◆ Dataset excerpts on object pointing ◆
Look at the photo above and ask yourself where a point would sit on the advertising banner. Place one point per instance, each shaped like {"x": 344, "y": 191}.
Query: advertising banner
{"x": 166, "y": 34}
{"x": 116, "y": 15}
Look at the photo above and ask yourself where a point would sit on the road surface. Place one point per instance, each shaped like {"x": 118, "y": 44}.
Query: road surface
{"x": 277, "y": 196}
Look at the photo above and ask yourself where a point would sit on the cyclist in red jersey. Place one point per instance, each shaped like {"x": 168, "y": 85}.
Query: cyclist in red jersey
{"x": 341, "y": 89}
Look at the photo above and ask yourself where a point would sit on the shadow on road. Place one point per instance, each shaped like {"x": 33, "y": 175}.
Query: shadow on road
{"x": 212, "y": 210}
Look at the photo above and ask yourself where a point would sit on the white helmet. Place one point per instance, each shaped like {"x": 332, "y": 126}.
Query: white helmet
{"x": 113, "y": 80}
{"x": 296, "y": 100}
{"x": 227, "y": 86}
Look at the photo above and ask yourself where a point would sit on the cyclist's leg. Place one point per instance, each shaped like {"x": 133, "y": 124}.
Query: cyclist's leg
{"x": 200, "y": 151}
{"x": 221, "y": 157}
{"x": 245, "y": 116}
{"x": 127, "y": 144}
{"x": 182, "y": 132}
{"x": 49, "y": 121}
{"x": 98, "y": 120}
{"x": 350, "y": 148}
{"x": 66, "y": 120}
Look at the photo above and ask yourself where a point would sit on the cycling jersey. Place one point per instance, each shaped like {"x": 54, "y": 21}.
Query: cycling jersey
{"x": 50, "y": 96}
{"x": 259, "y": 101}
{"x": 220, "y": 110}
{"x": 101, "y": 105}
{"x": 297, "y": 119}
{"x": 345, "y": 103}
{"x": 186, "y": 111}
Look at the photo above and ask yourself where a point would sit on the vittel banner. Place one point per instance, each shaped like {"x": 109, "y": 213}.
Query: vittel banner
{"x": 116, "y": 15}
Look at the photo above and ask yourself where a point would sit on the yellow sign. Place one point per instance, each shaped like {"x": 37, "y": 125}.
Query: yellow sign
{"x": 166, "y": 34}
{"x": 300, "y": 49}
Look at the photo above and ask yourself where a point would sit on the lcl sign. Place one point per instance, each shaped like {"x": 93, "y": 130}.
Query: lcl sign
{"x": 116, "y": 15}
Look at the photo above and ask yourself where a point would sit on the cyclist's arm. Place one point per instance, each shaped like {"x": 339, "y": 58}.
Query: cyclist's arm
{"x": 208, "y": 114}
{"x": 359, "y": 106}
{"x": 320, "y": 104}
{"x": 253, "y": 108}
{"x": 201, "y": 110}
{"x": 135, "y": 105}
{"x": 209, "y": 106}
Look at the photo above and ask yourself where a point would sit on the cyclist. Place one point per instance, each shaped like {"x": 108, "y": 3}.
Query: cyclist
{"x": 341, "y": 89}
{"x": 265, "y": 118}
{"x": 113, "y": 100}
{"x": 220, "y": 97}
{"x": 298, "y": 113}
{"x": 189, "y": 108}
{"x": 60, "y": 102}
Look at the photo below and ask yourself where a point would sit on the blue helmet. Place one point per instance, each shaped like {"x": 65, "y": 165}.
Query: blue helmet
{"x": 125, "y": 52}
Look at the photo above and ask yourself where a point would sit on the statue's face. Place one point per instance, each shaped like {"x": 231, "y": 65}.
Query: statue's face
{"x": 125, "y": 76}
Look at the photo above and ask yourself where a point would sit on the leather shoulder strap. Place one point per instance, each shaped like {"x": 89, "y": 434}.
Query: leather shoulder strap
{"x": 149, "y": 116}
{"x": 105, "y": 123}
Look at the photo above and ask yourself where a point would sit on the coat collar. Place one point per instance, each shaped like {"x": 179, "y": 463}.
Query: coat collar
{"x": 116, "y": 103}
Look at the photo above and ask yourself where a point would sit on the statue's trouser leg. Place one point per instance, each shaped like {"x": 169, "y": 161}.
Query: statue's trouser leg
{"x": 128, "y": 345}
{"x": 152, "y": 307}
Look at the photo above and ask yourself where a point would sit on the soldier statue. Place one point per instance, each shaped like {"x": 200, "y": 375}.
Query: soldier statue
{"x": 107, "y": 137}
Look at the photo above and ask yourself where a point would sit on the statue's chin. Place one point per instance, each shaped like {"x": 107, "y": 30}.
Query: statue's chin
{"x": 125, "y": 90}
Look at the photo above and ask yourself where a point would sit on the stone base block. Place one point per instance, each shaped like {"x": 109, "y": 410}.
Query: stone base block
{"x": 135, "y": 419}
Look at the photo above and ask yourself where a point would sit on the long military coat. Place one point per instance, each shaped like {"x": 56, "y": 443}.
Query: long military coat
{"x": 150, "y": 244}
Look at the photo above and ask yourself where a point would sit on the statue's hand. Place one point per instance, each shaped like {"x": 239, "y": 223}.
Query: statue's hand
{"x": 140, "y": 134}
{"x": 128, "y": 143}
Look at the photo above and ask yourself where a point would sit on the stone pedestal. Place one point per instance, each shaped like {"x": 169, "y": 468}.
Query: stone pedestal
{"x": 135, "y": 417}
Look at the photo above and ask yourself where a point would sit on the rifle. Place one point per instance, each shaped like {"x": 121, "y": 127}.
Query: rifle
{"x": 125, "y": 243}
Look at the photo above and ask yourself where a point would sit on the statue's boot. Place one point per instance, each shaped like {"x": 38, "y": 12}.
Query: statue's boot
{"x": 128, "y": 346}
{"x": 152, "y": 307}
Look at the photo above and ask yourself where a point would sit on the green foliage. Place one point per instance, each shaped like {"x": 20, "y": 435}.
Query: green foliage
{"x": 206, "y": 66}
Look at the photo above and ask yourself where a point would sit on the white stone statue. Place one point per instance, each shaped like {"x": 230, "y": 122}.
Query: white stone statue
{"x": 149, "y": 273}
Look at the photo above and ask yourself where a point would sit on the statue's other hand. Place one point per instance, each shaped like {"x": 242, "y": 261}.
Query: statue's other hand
* * *
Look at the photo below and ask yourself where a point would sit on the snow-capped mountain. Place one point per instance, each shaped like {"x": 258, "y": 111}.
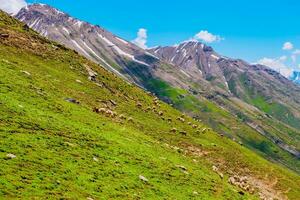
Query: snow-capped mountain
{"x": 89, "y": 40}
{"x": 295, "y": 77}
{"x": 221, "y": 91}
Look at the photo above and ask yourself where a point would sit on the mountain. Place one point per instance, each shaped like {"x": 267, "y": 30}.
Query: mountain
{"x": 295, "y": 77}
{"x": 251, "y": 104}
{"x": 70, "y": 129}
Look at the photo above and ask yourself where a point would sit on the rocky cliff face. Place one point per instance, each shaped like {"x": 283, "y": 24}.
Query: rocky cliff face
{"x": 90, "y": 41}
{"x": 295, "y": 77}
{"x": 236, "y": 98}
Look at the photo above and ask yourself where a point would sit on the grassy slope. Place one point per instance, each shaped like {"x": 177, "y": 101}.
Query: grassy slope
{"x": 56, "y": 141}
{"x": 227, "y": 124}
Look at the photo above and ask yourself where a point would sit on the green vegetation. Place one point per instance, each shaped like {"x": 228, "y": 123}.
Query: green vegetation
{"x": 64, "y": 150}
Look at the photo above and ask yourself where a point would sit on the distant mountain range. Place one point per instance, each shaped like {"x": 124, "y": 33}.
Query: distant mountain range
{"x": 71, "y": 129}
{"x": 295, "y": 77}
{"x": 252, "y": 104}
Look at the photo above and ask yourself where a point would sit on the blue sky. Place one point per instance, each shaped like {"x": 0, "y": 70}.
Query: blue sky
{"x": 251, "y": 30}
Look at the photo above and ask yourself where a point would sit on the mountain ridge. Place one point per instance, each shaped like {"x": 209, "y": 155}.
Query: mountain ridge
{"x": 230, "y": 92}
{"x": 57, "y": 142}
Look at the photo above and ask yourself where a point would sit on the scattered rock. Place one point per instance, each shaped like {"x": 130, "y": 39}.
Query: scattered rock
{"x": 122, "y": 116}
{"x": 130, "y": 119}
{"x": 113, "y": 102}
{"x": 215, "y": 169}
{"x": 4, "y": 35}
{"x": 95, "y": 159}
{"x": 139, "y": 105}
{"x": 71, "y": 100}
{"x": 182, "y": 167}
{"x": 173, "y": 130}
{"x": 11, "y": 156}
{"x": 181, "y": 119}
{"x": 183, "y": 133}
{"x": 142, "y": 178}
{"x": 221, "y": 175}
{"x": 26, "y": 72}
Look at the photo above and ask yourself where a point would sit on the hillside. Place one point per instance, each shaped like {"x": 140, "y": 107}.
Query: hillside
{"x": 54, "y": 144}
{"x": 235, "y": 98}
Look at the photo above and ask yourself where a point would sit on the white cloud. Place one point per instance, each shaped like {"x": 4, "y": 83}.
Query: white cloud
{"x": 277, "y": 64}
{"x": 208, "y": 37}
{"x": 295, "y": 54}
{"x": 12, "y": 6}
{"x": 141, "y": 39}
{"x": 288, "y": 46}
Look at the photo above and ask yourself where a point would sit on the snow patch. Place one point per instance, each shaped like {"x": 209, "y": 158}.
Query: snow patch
* * *
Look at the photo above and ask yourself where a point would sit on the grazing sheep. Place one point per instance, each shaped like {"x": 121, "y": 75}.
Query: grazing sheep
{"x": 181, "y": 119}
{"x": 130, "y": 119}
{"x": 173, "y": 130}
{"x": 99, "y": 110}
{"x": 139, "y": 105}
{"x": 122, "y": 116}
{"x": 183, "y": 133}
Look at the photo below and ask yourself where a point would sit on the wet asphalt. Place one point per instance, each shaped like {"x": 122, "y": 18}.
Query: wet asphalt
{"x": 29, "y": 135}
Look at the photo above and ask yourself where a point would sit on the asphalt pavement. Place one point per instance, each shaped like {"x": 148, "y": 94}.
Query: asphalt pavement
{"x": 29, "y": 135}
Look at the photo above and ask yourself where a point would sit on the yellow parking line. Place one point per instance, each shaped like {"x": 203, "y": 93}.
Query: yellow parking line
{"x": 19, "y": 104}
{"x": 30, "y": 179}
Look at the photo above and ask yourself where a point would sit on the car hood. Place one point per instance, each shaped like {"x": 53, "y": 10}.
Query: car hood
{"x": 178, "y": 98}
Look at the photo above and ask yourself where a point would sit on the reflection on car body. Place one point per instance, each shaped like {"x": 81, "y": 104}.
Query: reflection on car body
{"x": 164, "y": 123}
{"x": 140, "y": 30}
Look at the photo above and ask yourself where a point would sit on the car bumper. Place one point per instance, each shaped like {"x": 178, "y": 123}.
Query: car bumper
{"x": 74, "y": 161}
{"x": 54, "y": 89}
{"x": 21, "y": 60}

◆ What this task involves ◆
Gather every line above that contains the string "advertising". Case matters.

◆ Response to the task ◆
Look at the photo above and ask yourself where a point would sit on the advertising banner. Place one point per instance, each shaped like {"x": 344, "y": 191}.
Query: advertising banner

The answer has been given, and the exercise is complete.